[Lines pointing to named objects]
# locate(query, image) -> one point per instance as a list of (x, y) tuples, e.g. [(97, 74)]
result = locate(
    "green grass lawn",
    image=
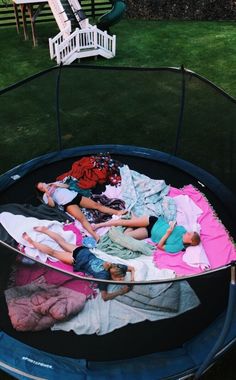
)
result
[(208, 48)]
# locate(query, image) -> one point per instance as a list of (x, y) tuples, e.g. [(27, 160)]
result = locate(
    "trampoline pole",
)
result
[(226, 326), (58, 109), (181, 114)]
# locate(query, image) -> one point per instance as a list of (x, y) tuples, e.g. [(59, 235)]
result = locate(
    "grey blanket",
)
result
[(159, 297)]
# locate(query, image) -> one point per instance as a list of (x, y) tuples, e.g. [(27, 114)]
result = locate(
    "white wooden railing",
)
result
[(82, 42)]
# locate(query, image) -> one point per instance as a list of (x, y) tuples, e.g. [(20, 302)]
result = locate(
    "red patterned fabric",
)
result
[(87, 173)]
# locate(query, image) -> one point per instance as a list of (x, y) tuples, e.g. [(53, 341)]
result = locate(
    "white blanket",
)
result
[(16, 225), (99, 317)]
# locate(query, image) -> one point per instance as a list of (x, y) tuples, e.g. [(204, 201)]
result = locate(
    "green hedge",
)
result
[(182, 9)]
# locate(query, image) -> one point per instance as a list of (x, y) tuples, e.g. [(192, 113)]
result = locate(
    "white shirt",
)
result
[(61, 196)]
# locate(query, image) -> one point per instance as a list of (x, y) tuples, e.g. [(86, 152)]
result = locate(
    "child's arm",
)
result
[(161, 244), (110, 296), (132, 271)]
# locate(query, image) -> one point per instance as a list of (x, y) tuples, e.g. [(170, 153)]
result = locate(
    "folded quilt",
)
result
[(37, 306), (162, 297), (146, 196), (116, 243)]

[Work instructions] Lay out all of the lines above as a JSON list of strings, one string per line, skipping any blank lines. Leave the pictures out of your answer.

[Right answer]
[
  "# locate(query, image) -> one point per instance as a list of (x, y) tuples, e.g. [(97, 74)]",
  "result = locate(",
  "    \"green grass lawn\",",
  "    image=",
  ")",
  "result",
  "[(208, 48)]",
  "# locate(query, image) -> one point per instance as a list of (x, y) tuples, e.g. [(27, 160)]",
  "result = locate(",
  "    \"trampoline pole\",",
  ")",
  "result",
  "[(226, 326), (58, 109), (181, 114)]",
  "# locate(query, image) -> one point per instance as a list of (x, y) tuples, e.g. [(59, 235)]",
  "result = locate(",
  "    \"grey blanket\",",
  ")",
  "result",
  "[(159, 297)]",
  "# locate(query, image) -> one point per instance as a list of (x, y) tuples, e.g. [(27, 114)]",
  "result = locate(",
  "    \"white wooden railing\",",
  ")",
  "result",
  "[(82, 42)]",
  "# locate(query, image) -> one point per instance as a list of (x, y) tuples, e.g. [(20, 302)]",
  "result = locate(",
  "    \"red patterned fabric\",",
  ")",
  "result",
  "[(87, 173)]",
  "# locate(query, image) -> one point per instance as a list of (x, y) tuples, e.g. [(53, 341)]",
  "result = locate(",
  "    \"white blanket\",",
  ")",
  "result",
  "[(16, 225), (99, 317)]",
  "# locate(query, image) -> one point per instance as a list of (x, y) tuples, e.g. [(204, 201)]",
  "result = locate(",
  "    \"green hedge\",",
  ")",
  "result",
  "[(182, 9)]",
  "# locate(query, image) -> one point per instance as a list of (x, y) tuples, e.g. [(192, 113)]",
  "result = locate(",
  "    \"white shirt\",",
  ")",
  "result",
  "[(61, 196)]",
  "# locate(query, image) -> one point per instance as a list of (x, y) tuples, e.g. [(86, 152)]",
  "result = locate(",
  "    \"child's arm\",",
  ")",
  "result",
  "[(161, 244), (110, 296), (132, 271)]",
  "# locate(query, image) -> one point per instance as a list of (x, y) tuples, e.g. [(170, 153)]",
  "result = locate(",
  "    \"folded quilt\",",
  ")",
  "result",
  "[(37, 306), (162, 297), (146, 196), (116, 243)]"
]